Items listed in a dataset
= = = = =

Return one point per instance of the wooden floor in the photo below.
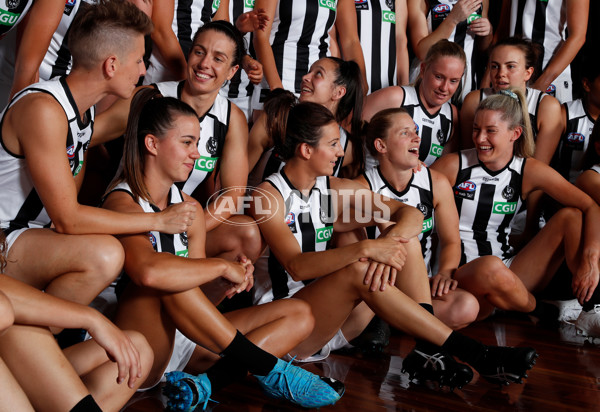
(565, 378)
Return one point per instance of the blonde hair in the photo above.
(513, 106)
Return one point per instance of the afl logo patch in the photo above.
(183, 238)
(508, 193)
(575, 138)
(211, 146)
(466, 190)
(71, 151)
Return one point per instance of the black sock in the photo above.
(422, 345)
(87, 404)
(256, 360)
(467, 349)
(227, 370)
(594, 300)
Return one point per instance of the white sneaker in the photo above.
(588, 323)
(568, 310)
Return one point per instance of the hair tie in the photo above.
(509, 93)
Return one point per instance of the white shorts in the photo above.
(183, 348)
(12, 237)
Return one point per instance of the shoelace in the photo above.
(436, 360)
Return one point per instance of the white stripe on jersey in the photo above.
(311, 221)
(438, 125)
(487, 202)
(300, 37)
(162, 242)
(376, 20)
(213, 130)
(20, 205)
(574, 143)
(418, 193)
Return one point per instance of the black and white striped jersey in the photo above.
(311, 221)
(486, 201)
(20, 205)
(376, 20)
(239, 85)
(188, 17)
(418, 193)
(574, 142)
(300, 37)
(436, 14)
(161, 242)
(11, 13)
(58, 61)
(433, 129)
(214, 126)
(532, 96)
(275, 162)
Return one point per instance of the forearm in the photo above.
(311, 265)
(174, 274)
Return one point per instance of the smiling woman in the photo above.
(490, 182)
(428, 101)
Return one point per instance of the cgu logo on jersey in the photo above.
(7, 18)
(328, 4)
(466, 190)
(324, 234)
(427, 225)
(361, 4)
(388, 17)
(436, 150)
(205, 163)
(504, 208)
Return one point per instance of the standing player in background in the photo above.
(560, 27)
(382, 32)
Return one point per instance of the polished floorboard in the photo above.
(565, 378)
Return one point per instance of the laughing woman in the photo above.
(490, 182)
(307, 206)
(163, 300)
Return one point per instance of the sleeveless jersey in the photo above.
(436, 14)
(213, 129)
(58, 61)
(239, 85)
(311, 221)
(300, 37)
(418, 193)
(487, 202)
(161, 242)
(188, 17)
(20, 205)
(573, 144)
(434, 130)
(376, 20)
(11, 13)
(533, 97)
(275, 162)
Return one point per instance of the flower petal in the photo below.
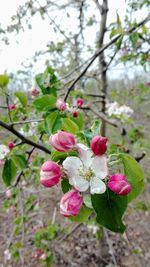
(72, 166)
(85, 154)
(99, 166)
(79, 183)
(97, 186)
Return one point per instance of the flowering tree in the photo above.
(51, 141)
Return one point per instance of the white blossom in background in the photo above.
(121, 112)
(4, 150)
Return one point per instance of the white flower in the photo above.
(126, 110)
(87, 171)
(7, 255)
(122, 112)
(4, 150)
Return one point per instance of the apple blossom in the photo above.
(71, 203)
(61, 105)
(8, 193)
(11, 145)
(79, 102)
(86, 171)
(98, 145)
(4, 150)
(119, 185)
(75, 114)
(62, 141)
(35, 92)
(50, 174)
(11, 107)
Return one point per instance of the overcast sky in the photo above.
(24, 45)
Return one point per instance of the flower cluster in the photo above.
(87, 172)
(121, 112)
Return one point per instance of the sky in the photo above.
(24, 45)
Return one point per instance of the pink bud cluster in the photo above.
(11, 107)
(11, 145)
(98, 145)
(62, 106)
(34, 92)
(51, 173)
(118, 184)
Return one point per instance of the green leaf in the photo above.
(110, 209)
(134, 174)
(65, 186)
(79, 120)
(95, 130)
(60, 156)
(53, 122)
(9, 172)
(83, 215)
(47, 81)
(20, 161)
(22, 98)
(69, 125)
(4, 80)
(134, 38)
(45, 102)
(119, 42)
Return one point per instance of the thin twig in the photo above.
(100, 51)
(10, 128)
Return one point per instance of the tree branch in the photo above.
(23, 138)
(71, 87)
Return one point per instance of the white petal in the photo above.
(99, 166)
(79, 183)
(85, 154)
(97, 186)
(72, 166)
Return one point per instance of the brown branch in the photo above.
(101, 116)
(23, 138)
(101, 51)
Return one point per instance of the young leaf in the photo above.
(20, 161)
(69, 125)
(22, 98)
(83, 215)
(9, 172)
(4, 80)
(53, 122)
(134, 174)
(45, 102)
(110, 209)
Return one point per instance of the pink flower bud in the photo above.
(8, 193)
(11, 145)
(2, 162)
(62, 141)
(61, 105)
(119, 185)
(50, 174)
(75, 114)
(35, 92)
(12, 107)
(98, 145)
(147, 84)
(79, 102)
(71, 203)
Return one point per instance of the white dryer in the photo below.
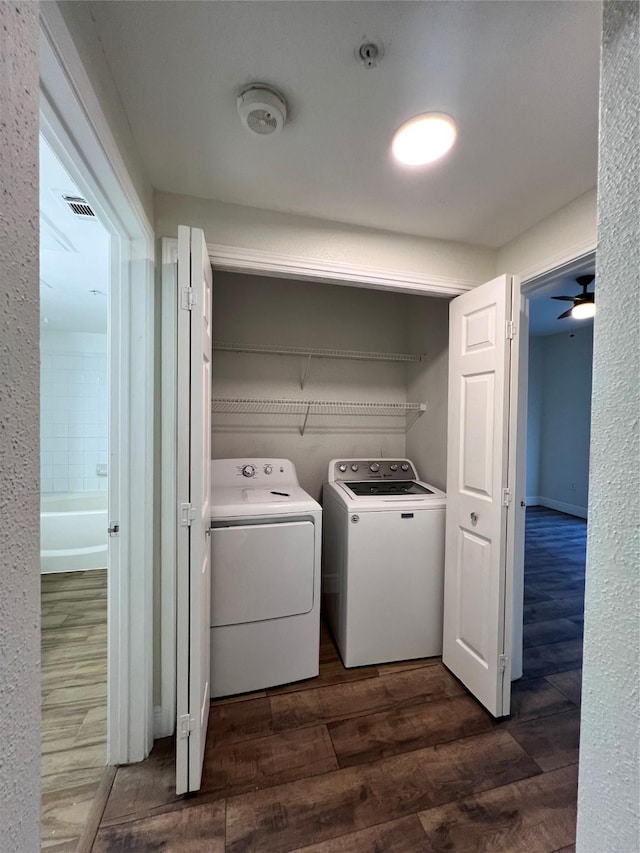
(265, 576)
(383, 561)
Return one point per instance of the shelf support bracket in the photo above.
(306, 417)
(304, 374)
(417, 414)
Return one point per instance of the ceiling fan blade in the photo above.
(565, 314)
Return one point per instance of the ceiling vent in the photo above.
(79, 206)
(262, 110)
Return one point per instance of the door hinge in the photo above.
(185, 725)
(188, 298)
(187, 514)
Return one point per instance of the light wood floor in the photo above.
(385, 759)
(74, 702)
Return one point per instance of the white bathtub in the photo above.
(73, 532)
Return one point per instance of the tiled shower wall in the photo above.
(74, 412)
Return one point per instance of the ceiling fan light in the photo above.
(424, 139)
(583, 310)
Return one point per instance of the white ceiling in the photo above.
(520, 79)
(74, 256)
(544, 311)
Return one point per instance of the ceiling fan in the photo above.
(583, 303)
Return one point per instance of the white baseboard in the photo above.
(161, 726)
(561, 506)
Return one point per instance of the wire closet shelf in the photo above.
(314, 352)
(278, 406)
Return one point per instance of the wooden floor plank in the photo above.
(333, 672)
(535, 697)
(571, 605)
(314, 810)
(535, 815)
(556, 657)
(139, 788)
(397, 836)
(345, 701)
(551, 631)
(251, 765)
(569, 683)
(553, 741)
(400, 730)
(198, 829)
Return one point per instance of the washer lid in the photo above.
(228, 502)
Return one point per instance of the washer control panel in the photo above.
(372, 469)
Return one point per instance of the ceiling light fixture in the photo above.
(584, 305)
(423, 139)
(583, 310)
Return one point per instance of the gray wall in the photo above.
(250, 309)
(428, 334)
(609, 788)
(19, 438)
(559, 419)
(534, 416)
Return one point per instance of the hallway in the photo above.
(396, 758)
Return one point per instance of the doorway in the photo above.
(558, 404)
(75, 276)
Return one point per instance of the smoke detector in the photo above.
(262, 110)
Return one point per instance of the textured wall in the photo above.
(19, 510)
(609, 789)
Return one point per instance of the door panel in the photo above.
(475, 609)
(193, 489)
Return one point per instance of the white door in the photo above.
(477, 614)
(193, 519)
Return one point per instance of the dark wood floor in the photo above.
(386, 759)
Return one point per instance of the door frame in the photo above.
(74, 125)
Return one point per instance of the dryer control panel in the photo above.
(253, 472)
(372, 469)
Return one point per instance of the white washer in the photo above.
(383, 561)
(265, 576)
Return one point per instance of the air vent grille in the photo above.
(79, 206)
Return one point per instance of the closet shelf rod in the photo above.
(355, 355)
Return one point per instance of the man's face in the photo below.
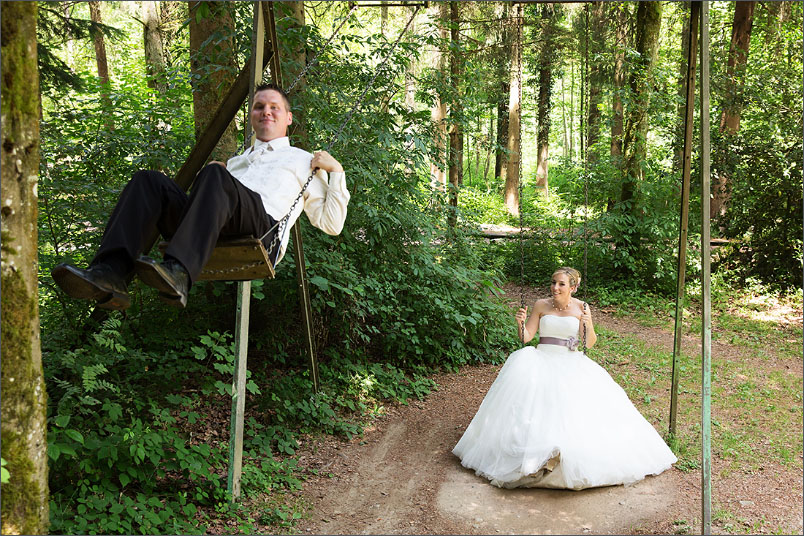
(270, 116)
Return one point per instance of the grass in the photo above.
(756, 386)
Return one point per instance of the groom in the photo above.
(246, 196)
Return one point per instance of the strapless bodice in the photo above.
(558, 326)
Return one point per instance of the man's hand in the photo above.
(324, 160)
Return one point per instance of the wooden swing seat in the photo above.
(236, 259)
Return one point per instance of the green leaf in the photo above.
(61, 420)
(320, 282)
(75, 435)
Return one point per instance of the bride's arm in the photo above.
(531, 326)
(586, 320)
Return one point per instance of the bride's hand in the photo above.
(586, 315)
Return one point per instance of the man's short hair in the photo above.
(274, 87)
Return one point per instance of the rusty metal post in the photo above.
(695, 10)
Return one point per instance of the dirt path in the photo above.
(401, 478)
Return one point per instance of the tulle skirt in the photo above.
(554, 418)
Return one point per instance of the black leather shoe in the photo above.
(99, 283)
(169, 278)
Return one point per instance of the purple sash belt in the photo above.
(571, 343)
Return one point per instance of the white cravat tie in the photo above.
(258, 149)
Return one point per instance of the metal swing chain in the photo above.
(586, 184)
(520, 183)
(281, 224)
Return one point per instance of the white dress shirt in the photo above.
(277, 171)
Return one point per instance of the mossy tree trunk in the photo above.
(438, 112)
(456, 113)
(548, 57)
(511, 193)
(503, 65)
(24, 424)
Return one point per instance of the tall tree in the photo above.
(24, 424)
(620, 44)
(596, 38)
(503, 73)
(99, 42)
(456, 113)
(410, 73)
(648, 24)
(154, 45)
(733, 98)
(100, 58)
(512, 178)
(294, 21)
(678, 139)
(547, 59)
(438, 112)
(214, 65)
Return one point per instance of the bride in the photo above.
(554, 418)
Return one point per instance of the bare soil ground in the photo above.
(400, 477)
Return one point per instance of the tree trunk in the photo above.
(410, 75)
(572, 109)
(213, 68)
(620, 44)
(648, 24)
(100, 58)
(153, 44)
(597, 43)
(565, 147)
(514, 117)
(503, 70)
(438, 113)
(24, 403)
(296, 21)
(649, 20)
(681, 94)
(733, 98)
(100, 45)
(456, 112)
(547, 57)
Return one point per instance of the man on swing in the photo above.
(249, 195)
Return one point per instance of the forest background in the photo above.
(412, 284)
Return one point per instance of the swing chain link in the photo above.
(519, 180)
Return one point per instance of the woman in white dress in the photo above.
(554, 418)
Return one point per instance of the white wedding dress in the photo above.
(554, 418)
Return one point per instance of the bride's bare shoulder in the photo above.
(542, 305)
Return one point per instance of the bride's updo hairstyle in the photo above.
(571, 273)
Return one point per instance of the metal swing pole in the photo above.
(695, 11)
(706, 314)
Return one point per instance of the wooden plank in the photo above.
(238, 259)
(239, 389)
(692, 54)
(706, 313)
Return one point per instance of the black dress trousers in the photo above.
(218, 206)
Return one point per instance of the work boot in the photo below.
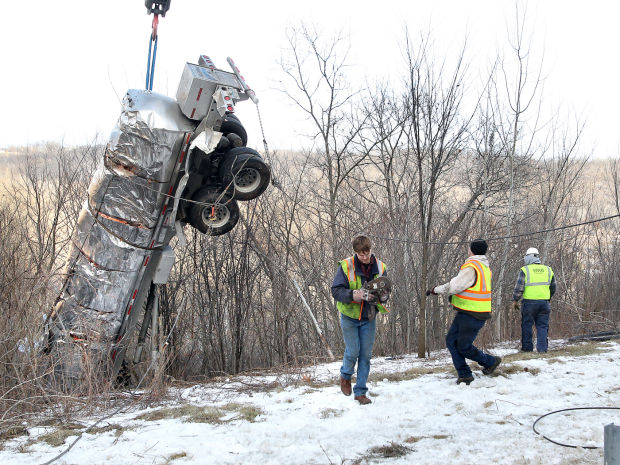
(489, 370)
(465, 379)
(345, 386)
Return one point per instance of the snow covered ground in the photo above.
(418, 416)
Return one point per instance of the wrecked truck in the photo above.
(170, 162)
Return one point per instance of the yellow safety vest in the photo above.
(354, 309)
(477, 298)
(537, 281)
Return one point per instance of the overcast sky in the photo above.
(66, 65)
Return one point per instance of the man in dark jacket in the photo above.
(358, 309)
(470, 292)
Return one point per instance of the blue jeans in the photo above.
(534, 312)
(460, 343)
(359, 337)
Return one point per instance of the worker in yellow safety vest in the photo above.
(536, 285)
(358, 309)
(470, 292)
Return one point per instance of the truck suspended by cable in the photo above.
(169, 162)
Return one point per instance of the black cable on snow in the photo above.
(567, 410)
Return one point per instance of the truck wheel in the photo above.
(244, 174)
(232, 124)
(216, 214)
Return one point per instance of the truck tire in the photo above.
(216, 214)
(244, 174)
(232, 124)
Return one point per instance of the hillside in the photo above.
(418, 415)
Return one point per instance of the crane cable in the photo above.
(567, 410)
(156, 8)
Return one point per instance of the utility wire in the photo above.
(567, 410)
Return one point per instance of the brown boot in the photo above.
(363, 400)
(345, 386)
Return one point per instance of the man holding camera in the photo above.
(358, 307)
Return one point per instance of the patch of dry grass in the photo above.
(411, 373)
(330, 413)
(197, 414)
(171, 458)
(12, 432)
(58, 436)
(391, 450)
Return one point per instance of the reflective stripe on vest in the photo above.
(537, 281)
(477, 298)
(354, 309)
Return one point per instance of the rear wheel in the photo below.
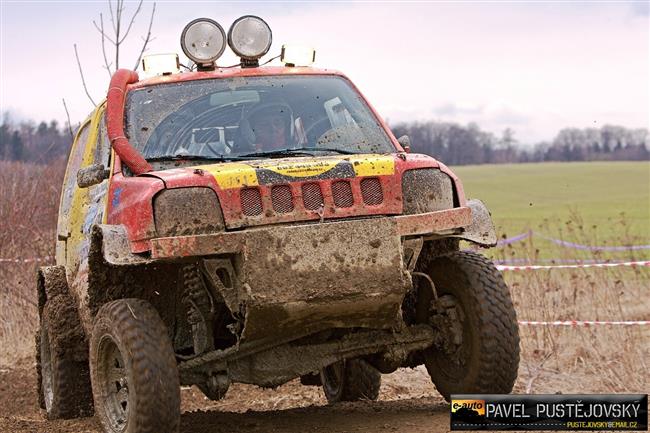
(62, 361)
(474, 312)
(350, 380)
(133, 370)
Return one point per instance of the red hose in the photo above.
(115, 122)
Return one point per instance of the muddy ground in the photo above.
(408, 403)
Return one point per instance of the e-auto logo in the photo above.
(613, 412)
(472, 408)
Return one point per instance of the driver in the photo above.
(271, 126)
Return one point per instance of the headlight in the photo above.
(426, 190)
(187, 211)
(203, 41)
(250, 37)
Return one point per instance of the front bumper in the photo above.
(305, 278)
(431, 223)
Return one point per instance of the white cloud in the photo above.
(534, 67)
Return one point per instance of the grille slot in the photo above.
(251, 201)
(371, 191)
(282, 199)
(342, 194)
(312, 196)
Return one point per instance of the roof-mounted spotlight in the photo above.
(250, 38)
(203, 41)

= = = = =

REQUIREMENTS
Return the lines of data starting at the line that contains "Return one point per instance of the white cloud" and ending at the end of the data, repeated exactly.

ANSWER TO THE TASK
Return one point per instance of the white cloud in the photo above.
(534, 67)
Return one point per instance of the grille slot in the photo above.
(251, 201)
(371, 191)
(282, 199)
(342, 194)
(312, 196)
Return one point per instance of the roof-mounted spotlight in the photo above.
(250, 38)
(203, 41)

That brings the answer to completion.